[Given information start]

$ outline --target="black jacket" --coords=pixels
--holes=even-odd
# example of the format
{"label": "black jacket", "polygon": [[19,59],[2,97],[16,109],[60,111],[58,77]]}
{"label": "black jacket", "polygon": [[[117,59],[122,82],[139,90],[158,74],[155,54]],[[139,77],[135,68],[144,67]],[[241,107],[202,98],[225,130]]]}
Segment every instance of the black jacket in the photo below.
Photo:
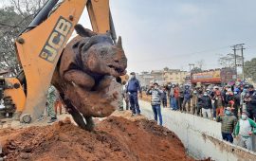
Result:
{"label": "black jacket", "polygon": [[202,108],[204,109],[211,109],[212,105],[211,105],[211,99],[209,96],[203,96],[202,98],[198,98],[198,101],[201,101],[202,103]]}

[Given information end]

- _Given problem_
Write out all of the items above again, swapping "every instance" for "each instance" and keeping everything else the same. Omit the pictures from your answer.

- _Written answer_
$ outline --target="black jacket" --coords=pixels
--holes=even-odd
# example of the format
{"label": "black jacket", "polygon": [[19,59],[2,97],[16,109],[60,111],[58,77]]}
{"label": "black jacket", "polygon": [[[117,59],[122,82],[139,90],[158,74],[155,54]],[[139,77],[135,68],[144,67]],[[241,107],[202,98],[225,130]]]}
Segment each instance of the black jacket in the photo below.
Photo:
Result:
{"label": "black jacket", "polygon": [[202,108],[204,109],[211,109],[212,105],[211,105],[211,99],[209,96],[203,96],[202,98],[198,98],[198,101],[201,101],[202,103]]}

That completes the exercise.